• [Task to carry out]: Reproduce every line of the records, requests included, but multiply each bounding-box coordinate in the answers by 1.65 and round to the nearest whole number, with halves rounding up. Leave the pictures out of your answer.

• [Records]:
<<<<
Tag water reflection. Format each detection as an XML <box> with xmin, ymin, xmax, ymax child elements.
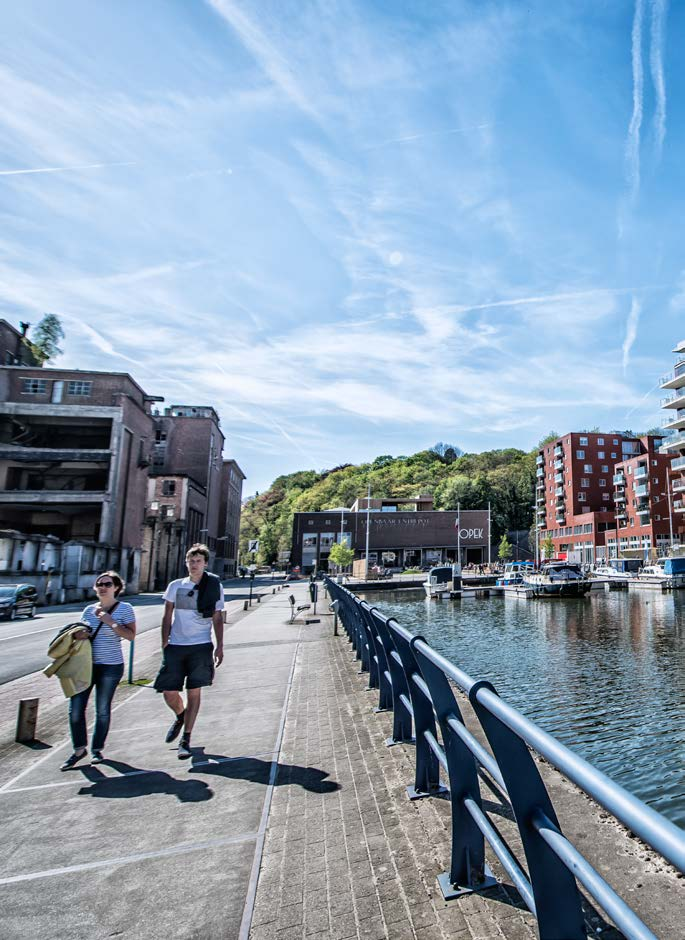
<box><xmin>358</xmin><ymin>591</ymin><xmax>685</xmax><ymax>826</ymax></box>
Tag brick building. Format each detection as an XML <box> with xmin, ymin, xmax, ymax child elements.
<box><xmin>661</xmin><ymin>340</ymin><xmax>685</xmax><ymax>545</ymax></box>
<box><xmin>142</xmin><ymin>405</ymin><xmax>245</xmax><ymax>590</ymax></box>
<box><xmin>0</xmin><ymin>366</ymin><xmax>159</xmax><ymax>583</ymax></box>
<box><xmin>290</xmin><ymin>497</ymin><xmax>489</xmax><ymax>571</ymax></box>
<box><xmin>535</xmin><ymin>431</ymin><xmax>670</xmax><ymax>564</ymax></box>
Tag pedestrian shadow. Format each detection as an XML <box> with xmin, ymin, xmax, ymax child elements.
<box><xmin>190</xmin><ymin>747</ymin><xmax>341</xmax><ymax>793</ymax></box>
<box><xmin>78</xmin><ymin>760</ymin><xmax>214</xmax><ymax>803</ymax></box>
>>>>
• [Written response]:
Tag water reflection. Format each detection as an XML <box> with xmin, ymin, xmax, ymax child elements.
<box><xmin>591</xmin><ymin>975</ymin><xmax>1130</xmax><ymax>1363</ymax></box>
Tag brick building. Format each detection as an XML <box> with xmin, ymin, xmax, ymax child elements.
<box><xmin>1091</xmin><ymin>561</ymin><xmax>1130</xmax><ymax>899</ymax></box>
<box><xmin>234</xmin><ymin>668</ymin><xmax>404</xmax><ymax>974</ymax></box>
<box><xmin>0</xmin><ymin>604</ymin><xmax>262</xmax><ymax>962</ymax></box>
<box><xmin>479</xmin><ymin>820</ymin><xmax>807</xmax><ymax>942</ymax></box>
<box><xmin>883</xmin><ymin>711</ymin><xmax>1106</xmax><ymax>931</ymax></box>
Tag pedestrian shadow. Format each detection as an XML <box> with xmin, ymin, xmax, ymax child elements.
<box><xmin>314</xmin><ymin>1233</ymin><xmax>563</xmax><ymax>1308</ymax></box>
<box><xmin>129</xmin><ymin>1254</ymin><xmax>353</xmax><ymax>1325</ymax></box>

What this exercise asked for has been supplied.